[START OF SOURCE DOCUMENT]

“I don’t think we need to push for gun laws just because something happened.” That was a quote from a Lakeville High School student who did not support her peers demonstrating after the shootings at Marjory Stoneman Douglas High School in Florida. Fine. “Something happened?” “Something”? I believe that that “something” is pretty significant, given the deaths of 17 people in Parkland. That Lakeville student’s comments were extremely poorly informed. And, the Star Tribune quoted a high school student? Great.

And the newspaper’s publishing of those comments is even more ill-informed (“Sitting out walkouts: Some students won’t be joining in gun-control marches,” March 22.)

To put two students on the front page of the Star Tribune, with guns on their hips and smiles on their faces, is terrible journalism. It encourages the culture that America is trying to put under control. You should be embarrassed.

I understand that the newspaper has to balance both sides, pro-gun, anti-gun, young and old, but the opinions of those young people were egregious. The article stated that 11,300 students are now participating in clay target shooting around the state. But the girl from Lakeville said, “I bet 99 percent of the people who protested ... probably aren’t like me and actually shoot [guns] and use them in their life.” Really?

[END OF SOURCE DOCUMENT]

JOB A => Shorten the paragraph of the commentary beginning "To put two students on the front page" while keeping its main points.
The commentary above and the entries after it come from unrelated sources.

[START OF INFORMATION SUPPLIED]

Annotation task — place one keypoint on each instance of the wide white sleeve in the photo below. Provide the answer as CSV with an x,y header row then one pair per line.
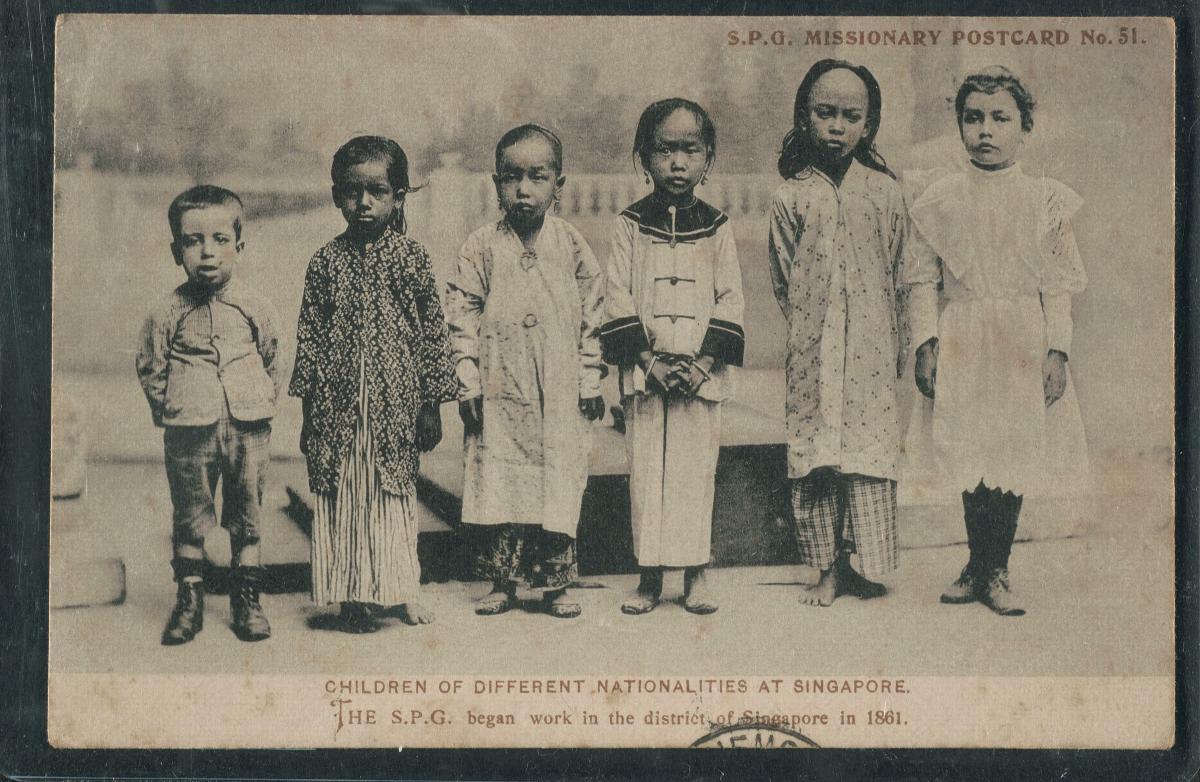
x,y
784,232
623,335
466,299
1062,274
921,271
589,280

[END OF INFORMATION SUPPLIED]

JOB B => Please arrange the saved data entries as a Markdown table with the columns Nr and Line, giving each line its own numbered row. Skip blank lines and leave the picture out.

ANSWER A => Featuring two smiling students with guns on their hips on the Star Tribune's front page is terrible journalism. It encourages the culture America is trying to bring under control, and the paper should be embarrassed.

ANSWER B =>
| Nr | Line |
|---|---|
| 1 | Annotation task — place one keypoint on each instance of the wide white sleeve in the photo below. Provide the answer as CSV with an x,y header row then one pair per line. |
| 2 | x,y |
| 3 | 784,232 |
| 4 | 623,335 |
| 5 | 466,299 |
| 6 | 1062,274 |
| 7 | 921,271 |
| 8 | 589,280 |